Required task 1 - Please say whether each statement below agrees with the article on Missouri's win, answering yes or no and quoting the deciding words of the article: (a) Over the last three seasons, Odom and Lock went 0-7 against ranked teams. (b) Lock passed Peyton Manning to move into second on the SEC's all-time list. (c) Odom wagged his finger after the victory.

Selection -
While Crockett may have led the way, there were two Tigers for whom this game had to have meant more: Odom and Lock. Nobody writes about the running back's record or the fact that the defensive tackle has never beaten a ranked team. But for the last three seasons, Odom and Lock have worn the numbers like an albatross around their necks: 0-7 against ranked teams and just a single win--two years ago--against a Power Five team that finished the season with a winning record. Not anymore.

"For Drew, it's pretty big," offensive tackle Yasir Durant said. "Everybody has stuff to say about Drew, no matter if he does good or bad. For him to go out there and ball like that, I was really proud of him just to show everybody that he could do it. Because nobody believed that he could."

"Really big," Odom said. "The play that I'm going to have ingrained in my mind for a long time is the third down scramble for the first down. He willed his way to go get the first down and that was huge.

"I was really proud of his effort and the way he led our football team."

Odom was restrained. There was no finger-wagging, no I-told-you-so, nothing like that. This victory almost certainly assured he will be back on the Missouri sideline for a fourth season next fall, but there are three games left to play and if any team knows the ups and downs of a season, it's these Tigers.

But the players knew how big it was. They hear the rumblings and they feel the heat. And to be able to relieve their coach of that just a little bit, even for a week, was important.

"It's what he deserves," Lock said. "He's worked his butt off. He's trying to make the University and this football team the absolute best that he can."

Lock had been known as the quarterback who piled up stats against the weak sisters of the schedule and wilted in the spotlight. Odom was the coach who was in over his head, who got the job only because he went to school at Missouri and nobody else would take it. And while there is a quarter of a season left, the immense amount of pressure lifted off both of their shoulders on Saturday evening cannot be ignored.

"These situations, a lot of times in sport, mirror how your life can go," Odom said. "You're going to be faced with adversity. You're going to be faced with hard times."

Finally the team that had been close broke through. And it didn't step meekly through the door. It busted through kicking and screaming, pushing the Gators around on both lines of scrimmage, dominating on third down on both sides of the ball, mocking the Gator Chomp as it put together its most complete game of the season.

"I guess I have a lot of weight on my back. Whatever. It comes with the territory," Odom said. "We lost to No. 1, we lost to No. 2 and then two drives in two games. I still think we're a pretty good team. I've been telling our football team we've got to go do it."

Missouri has weathered storms this season that sink many ships. The Tigers sailed on. There have been bumps behind them. There will be more ahead. But on Saturday night, Barry Odom got his biggest win and Drew Lock led the way, passing Peyton Manning to move into third on the SEC's all-time list with 90 career touchdown passes in the process.

Whatever comes next, they will forever be linked. The coach and the quarterback. Will they be the duo that took the first few steps of Missouri's journey back? The next three weeks determine that. But on this night, more than any other Tigers, they were validated.

"I respect him almost more than anybody besides my parents," Lock said of Odom. "I've gotten to know him on a real personal level and you want the world for that guy. If I can give it to him by winning these last games, it's what I'm going to try to do."

After a season full of almosts and heartbreaks--and make no mistake, there will still be quite a bit of what could have been when it's over--for one night, Missouri could rejoice.

"I know it doesn’t really mean anything to say that we played with the No. 2 team, the No. 12 team and gave Alabama pretty good competition," Crockett said. "(But) that’s definitely a program moving in the right direction."

"There's no feeling like it," Emanuel Hall said after his first game in more than a month. "There really isn't."

"“It’s a hell of a feeling," offensive lineman Kevin Pendleton said. "We should have done this a long time ago.”

Better late than never. Statement made.

Required task 2 - How many lines of the records below contain the word "dark"? State only the number.

Listing -
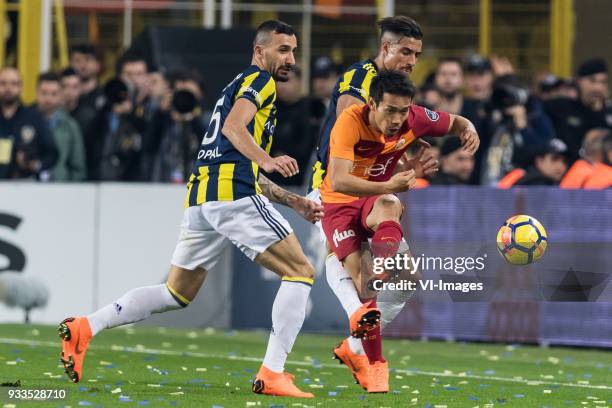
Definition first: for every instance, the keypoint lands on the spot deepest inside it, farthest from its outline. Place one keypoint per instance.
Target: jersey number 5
(215, 121)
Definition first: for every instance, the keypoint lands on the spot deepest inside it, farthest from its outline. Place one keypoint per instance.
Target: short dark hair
(48, 77)
(271, 26)
(86, 49)
(400, 25)
(391, 82)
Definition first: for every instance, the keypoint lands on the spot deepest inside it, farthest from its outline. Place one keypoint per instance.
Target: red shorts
(345, 225)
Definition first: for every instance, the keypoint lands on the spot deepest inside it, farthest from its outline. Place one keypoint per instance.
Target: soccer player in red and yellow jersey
(357, 193)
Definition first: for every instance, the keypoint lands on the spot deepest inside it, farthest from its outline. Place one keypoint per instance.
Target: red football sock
(372, 343)
(386, 239)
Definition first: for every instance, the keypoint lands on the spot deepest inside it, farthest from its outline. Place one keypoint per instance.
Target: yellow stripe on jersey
(308, 281)
(345, 85)
(225, 190)
(256, 174)
(202, 185)
(268, 90)
(248, 80)
(189, 187)
(317, 175)
(263, 114)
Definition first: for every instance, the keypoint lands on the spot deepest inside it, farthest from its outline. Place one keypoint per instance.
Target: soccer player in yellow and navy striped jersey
(221, 172)
(400, 46)
(229, 202)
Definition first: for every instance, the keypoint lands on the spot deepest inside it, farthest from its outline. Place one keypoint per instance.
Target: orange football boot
(358, 364)
(75, 334)
(378, 379)
(280, 384)
(363, 320)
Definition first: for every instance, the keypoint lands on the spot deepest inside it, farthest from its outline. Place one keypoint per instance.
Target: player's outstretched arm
(342, 181)
(423, 162)
(466, 131)
(236, 131)
(310, 210)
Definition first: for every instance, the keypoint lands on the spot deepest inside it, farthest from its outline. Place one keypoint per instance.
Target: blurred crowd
(146, 125)
(554, 131)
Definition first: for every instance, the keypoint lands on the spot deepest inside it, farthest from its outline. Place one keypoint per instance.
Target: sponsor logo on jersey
(376, 170)
(400, 143)
(209, 154)
(433, 116)
(341, 236)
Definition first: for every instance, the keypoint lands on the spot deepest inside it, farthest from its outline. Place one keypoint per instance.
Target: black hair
(48, 77)
(391, 82)
(86, 49)
(271, 26)
(400, 25)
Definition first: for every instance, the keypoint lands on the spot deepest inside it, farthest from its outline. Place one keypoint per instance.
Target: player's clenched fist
(285, 165)
(401, 181)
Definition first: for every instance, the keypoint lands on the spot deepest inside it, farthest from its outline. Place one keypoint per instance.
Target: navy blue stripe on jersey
(355, 81)
(271, 217)
(244, 180)
(257, 206)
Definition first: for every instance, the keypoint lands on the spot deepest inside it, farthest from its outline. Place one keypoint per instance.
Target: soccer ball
(521, 240)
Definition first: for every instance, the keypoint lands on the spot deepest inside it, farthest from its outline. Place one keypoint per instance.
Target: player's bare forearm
(276, 193)
(466, 131)
(310, 210)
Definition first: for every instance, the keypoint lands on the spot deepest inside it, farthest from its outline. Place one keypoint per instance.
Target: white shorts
(315, 195)
(251, 223)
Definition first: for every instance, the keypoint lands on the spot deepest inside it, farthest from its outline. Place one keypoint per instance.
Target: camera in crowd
(507, 92)
(184, 102)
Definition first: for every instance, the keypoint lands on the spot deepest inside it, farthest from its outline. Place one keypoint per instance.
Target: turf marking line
(144, 350)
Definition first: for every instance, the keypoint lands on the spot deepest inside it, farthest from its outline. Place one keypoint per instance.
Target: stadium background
(102, 239)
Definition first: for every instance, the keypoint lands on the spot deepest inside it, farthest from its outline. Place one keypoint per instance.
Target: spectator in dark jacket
(515, 123)
(66, 132)
(548, 166)
(456, 165)
(71, 90)
(84, 60)
(574, 118)
(27, 149)
(114, 139)
(175, 131)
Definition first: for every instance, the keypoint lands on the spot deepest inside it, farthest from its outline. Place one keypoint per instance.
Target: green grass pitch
(141, 366)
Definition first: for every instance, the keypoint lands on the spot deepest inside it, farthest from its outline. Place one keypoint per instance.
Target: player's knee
(300, 269)
(389, 203)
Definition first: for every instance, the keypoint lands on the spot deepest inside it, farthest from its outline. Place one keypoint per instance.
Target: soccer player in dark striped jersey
(401, 42)
(227, 201)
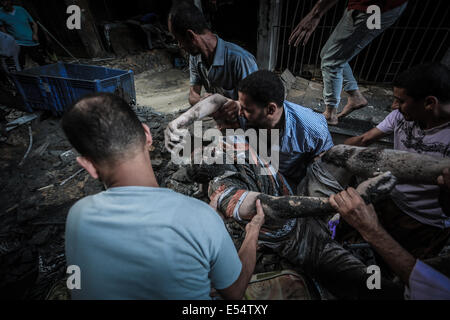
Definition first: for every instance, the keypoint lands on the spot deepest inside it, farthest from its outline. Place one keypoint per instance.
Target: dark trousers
(36, 53)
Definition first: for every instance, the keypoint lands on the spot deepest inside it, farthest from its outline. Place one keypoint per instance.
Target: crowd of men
(139, 241)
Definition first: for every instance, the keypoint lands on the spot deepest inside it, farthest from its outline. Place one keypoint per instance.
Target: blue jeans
(350, 36)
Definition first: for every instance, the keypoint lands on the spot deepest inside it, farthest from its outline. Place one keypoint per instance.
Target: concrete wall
(268, 33)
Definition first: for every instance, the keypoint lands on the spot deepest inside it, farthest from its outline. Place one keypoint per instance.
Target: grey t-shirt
(231, 65)
(149, 243)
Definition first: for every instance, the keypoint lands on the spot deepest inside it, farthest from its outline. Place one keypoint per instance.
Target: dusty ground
(166, 91)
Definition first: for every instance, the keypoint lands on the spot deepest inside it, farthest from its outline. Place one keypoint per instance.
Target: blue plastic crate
(56, 86)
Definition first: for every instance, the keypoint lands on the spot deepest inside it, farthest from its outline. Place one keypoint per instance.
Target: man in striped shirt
(304, 134)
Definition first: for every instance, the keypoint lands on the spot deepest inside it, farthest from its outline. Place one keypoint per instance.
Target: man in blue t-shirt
(136, 240)
(17, 22)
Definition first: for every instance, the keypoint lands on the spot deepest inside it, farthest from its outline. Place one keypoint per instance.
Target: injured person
(296, 227)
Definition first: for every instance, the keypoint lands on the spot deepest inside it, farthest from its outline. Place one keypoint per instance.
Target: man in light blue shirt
(136, 240)
(214, 64)
(17, 22)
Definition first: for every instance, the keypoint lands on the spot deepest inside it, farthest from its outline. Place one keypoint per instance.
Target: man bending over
(136, 240)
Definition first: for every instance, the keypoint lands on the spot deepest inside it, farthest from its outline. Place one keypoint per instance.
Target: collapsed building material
(407, 167)
(287, 207)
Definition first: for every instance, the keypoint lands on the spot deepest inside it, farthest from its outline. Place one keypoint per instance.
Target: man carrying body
(135, 240)
(350, 36)
(304, 134)
(17, 22)
(416, 215)
(214, 64)
(423, 282)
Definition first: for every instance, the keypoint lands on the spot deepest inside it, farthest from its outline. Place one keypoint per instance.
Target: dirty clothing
(148, 243)
(421, 240)
(305, 242)
(231, 65)
(426, 283)
(419, 201)
(350, 36)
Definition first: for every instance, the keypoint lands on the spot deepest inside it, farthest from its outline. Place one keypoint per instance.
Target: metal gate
(420, 35)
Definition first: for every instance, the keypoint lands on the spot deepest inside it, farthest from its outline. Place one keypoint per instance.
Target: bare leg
(288, 207)
(355, 101)
(331, 115)
(407, 167)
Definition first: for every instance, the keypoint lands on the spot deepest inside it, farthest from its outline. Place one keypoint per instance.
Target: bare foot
(331, 115)
(355, 101)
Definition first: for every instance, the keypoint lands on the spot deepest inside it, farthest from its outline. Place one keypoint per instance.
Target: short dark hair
(103, 128)
(431, 79)
(263, 87)
(186, 16)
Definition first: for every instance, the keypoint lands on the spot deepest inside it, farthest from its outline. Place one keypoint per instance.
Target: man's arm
(364, 219)
(195, 94)
(175, 131)
(247, 255)
(366, 139)
(309, 23)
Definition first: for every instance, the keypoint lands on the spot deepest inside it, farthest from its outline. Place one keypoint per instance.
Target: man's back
(148, 243)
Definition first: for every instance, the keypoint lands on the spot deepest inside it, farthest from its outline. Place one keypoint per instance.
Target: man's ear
(272, 108)
(89, 166)
(431, 103)
(148, 135)
(191, 35)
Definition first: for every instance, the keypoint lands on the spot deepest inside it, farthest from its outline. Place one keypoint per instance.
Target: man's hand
(228, 112)
(356, 213)
(444, 179)
(304, 29)
(258, 220)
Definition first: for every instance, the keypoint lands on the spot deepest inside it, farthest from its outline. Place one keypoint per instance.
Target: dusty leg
(288, 207)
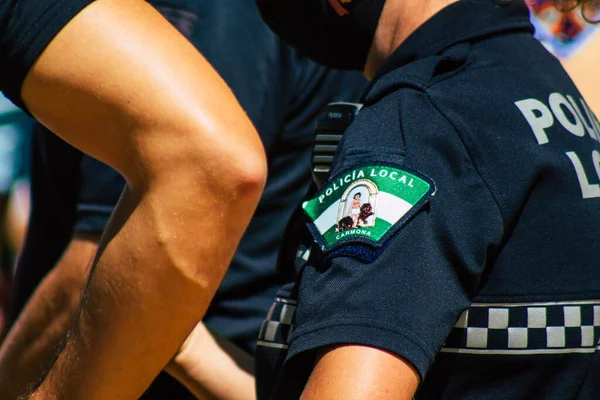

Task response 1 -
(a) Yes: "0-7 against ranked teams"
(b) No: "passing Peyton Manning to move into third on the SEC's all-time list with 90 career touchdown passes"
(c) No: "There was no finger-wagging, no I-told-you-so, nothing like that."

Task response 2 - 5